Richiesta —
Ricopi fedelmente la parte del brano sull'uscita degli Stati Uniti dall'accordo di Parigi che inizia con "Tuttavia, in base" e termina con "ideologica pro-fonti fossili.".

***** Brano fornito *****

La Casa Bianca, infatti, si legge nella nota del segretario di Stato, ha inviato alle Nazioni Unite la lettera che notifica l’intenzione di abbandonare ufficialmente l’intesa siglata nella capitale francese nel 2015 e poi ratificata da Barack Obama nel 2016.

Nella nota, poi, si ricorda che Donald Trump aveva dichiarato per la prima volta di voler portare l’America fuori degli accordi parigini in un discorso del primo giugno 2017.

E gli argomenti che secondo l’amministrazione repubblicana sostengono questa decisione sono sempre gli stessi, in particolare “l’ingiusto carico economico” (unfair economic burden) imposto agli Stati Uniti dal patto climatico firmato in Francia.

Trump quindi finisce per battere sui soliti temi, tra cui le minacce alla competitività delle industrie americane qualora il paese dovesse seguire norme ambientali più severe per ridurre l’uso di carburanti fossili.

La nota poi precisa che gli Stati Uniti continueranno a collaborare con i loro partner globali per migliorare la capacità di affrontare gli impatti dei cambiamenti climatici e rispondere agli effetti dei disastri naturali.

Tuttavia, in base ai termini di preavviso dell’accordo parigino, l’uscita americana potrà avvenire non prima del 4 novembre 2020 cioè il giorno successivo alle prossime elezioni presidenziali Usa.

In sostanza, tutto è da vedere, in primo luogo se Trump otterrà un secondo mandato e quindi potrà davvero proseguire la sua campagna ideologica pro-fonti fossili.

Poi, negli Stati Uniti sta crescendo la consapevolezza che è necessario agire in fretta per combattere il surriscaldamento globale, sia a livello politico federale e locale, sia tra gli imprenditori e i cittadini, come confermano gli impegni già presi da molti Stati per arrivare al 100% di energie rinnovabili verso la metà del secolo e la campagna democratica per lanciare un Green New Deal, prima con la proposta avanzata dalla giovane socialista Alexandria Ocasio-Cortez (poi eletta alla Camera Usa) in coppia con il senatore Ed Markey, in seguito con quella presentata dal senatore Bernie Sanders.

***** Dati forniti *****

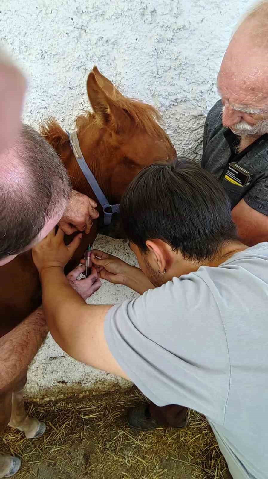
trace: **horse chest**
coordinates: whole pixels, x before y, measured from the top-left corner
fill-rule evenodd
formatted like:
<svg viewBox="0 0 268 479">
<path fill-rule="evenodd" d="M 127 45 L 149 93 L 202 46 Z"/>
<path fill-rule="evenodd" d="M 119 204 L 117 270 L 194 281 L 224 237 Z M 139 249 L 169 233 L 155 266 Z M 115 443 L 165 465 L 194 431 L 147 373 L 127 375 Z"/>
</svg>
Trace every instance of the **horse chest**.
<svg viewBox="0 0 268 479">
<path fill-rule="evenodd" d="M 0 337 L 6 334 L 41 303 L 38 272 L 31 251 L 0 268 Z"/>
</svg>

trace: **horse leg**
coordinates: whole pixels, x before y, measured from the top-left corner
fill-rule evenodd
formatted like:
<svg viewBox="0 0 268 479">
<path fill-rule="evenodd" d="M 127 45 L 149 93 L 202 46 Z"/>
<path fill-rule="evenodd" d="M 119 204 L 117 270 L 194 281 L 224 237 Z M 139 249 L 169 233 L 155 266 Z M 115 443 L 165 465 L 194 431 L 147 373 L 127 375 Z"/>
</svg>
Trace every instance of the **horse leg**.
<svg viewBox="0 0 268 479">
<path fill-rule="evenodd" d="M 12 385 L 0 394 L 0 434 L 5 429 L 11 417 Z M 0 478 L 11 477 L 18 472 L 21 462 L 19 457 L 8 454 L 0 455 Z"/>
<path fill-rule="evenodd" d="M 22 431 L 28 439 L 37 439 L 45 431 L 44 422 L 27 416 L 23 400 L 23 389 L 27 381 L 27 371 L 22 375 L 13 388 L 12 394 L 11 419 L 9 425 Z"/>
</svg>

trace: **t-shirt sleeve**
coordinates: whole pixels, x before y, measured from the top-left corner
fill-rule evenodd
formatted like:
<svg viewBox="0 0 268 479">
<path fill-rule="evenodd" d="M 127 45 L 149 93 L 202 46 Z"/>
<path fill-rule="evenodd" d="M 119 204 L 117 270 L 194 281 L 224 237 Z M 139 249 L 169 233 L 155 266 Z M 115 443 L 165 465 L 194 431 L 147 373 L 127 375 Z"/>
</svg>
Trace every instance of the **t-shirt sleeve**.
<svg viewBox="0 0 268 479">
<path fill-rule="evenodd" d="M 258 180 L 243 198 L 248 206 L 268 216 L 268 172 Z"/>
<path fill-rule="evenodd" d="M 118 364 L 153 402 L 185 406 L 223 423 L 228 351 L 218 307 L 198 272 L 116 305 L 105 332 Z"/>
</svg>

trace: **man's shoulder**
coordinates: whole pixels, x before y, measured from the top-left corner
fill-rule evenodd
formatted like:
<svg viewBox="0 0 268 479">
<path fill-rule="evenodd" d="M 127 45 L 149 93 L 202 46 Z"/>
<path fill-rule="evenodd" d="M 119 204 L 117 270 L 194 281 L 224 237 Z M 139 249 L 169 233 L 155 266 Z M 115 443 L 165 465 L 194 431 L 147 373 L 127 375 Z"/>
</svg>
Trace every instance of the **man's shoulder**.
<svg viewBox="0 0 268 479">
<path fill-rule="evenodd" d="M 223 104 L 221 100 L 219 100 L 209 110 L 206 118 L 206 124 L 209 125 L 211 128 L 217 126 L 218 124 L 222 125 L 222 113 Z"/>
</svg>

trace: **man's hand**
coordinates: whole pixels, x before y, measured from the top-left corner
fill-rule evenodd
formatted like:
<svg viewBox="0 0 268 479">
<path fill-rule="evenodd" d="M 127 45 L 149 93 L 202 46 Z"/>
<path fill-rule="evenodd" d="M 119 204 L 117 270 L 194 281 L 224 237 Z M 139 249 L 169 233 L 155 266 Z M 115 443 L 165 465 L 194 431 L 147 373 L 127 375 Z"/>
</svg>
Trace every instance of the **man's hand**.
<svg viewBox="0 0 268 479">
<path fill-rule="evenodd" d="M 59 223 L 60 228 L 67 235 L 78 230 L 87 234 L 92 220 L 99 216 L 96 209 L 96 203 L 85 194 L 73 190 L 72 195 L 64 215 Z"/>
<path fill-rule="evenodd" d="M 132 267 L 116 256 L 99 250 L 92 250 L 90 258 L 102 279 L 106 279 L 116 285 L 125 285 Z M 86 260 L 82 259 L 85 264 Z"/>
<path fill-rule="evenodd" d="M 70 244 L 64 241 L 64 233 L 59 228 L 55 234 L 55 228 L 43 241 L 32 250 L 32 259 L 39 274 L 43 270 L 58 266 L 63 269 L 78 247 L 82 233 L 76 235 Z"/>
<path fill-rule="evenodd" d="M 71 271 L 67 275 L 66 278 L 72 287 L 86 300 L 93 293 L 99 289 L 101 283 L 95 268 L 92 268 L 92 272 L 87 278 L 77 279 L 79 274 L 84 273 L 85 269 L 86 266 L 80 265 Z"/>
<path fill-rule="evenodd" d="M 116 285 L 124 285 L 140 295 L 154 288 L 139 268 L 132 266 L 116 256 L 99 250 L 92 250 L 90 257 L 102 279 Z M 85 264 L 86 260 L 81 260 L 81 262 Z"/>
</svg>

*****

Risposta corretta —
Tuttavia, in base ai termini di preavviso dell’accordo parigino, l’uscita americana potrà avvenire non prima del 4 novembre 2020 cioè il giorno successivo alle prossime elezioni presidenziali Usa.

In sostanza, tutto è da vedere, in primo luogo se Trump otterrà un secondo mandato e quindi potrà davvero proseguire la sua campagna ideologica pro-fonti fossili.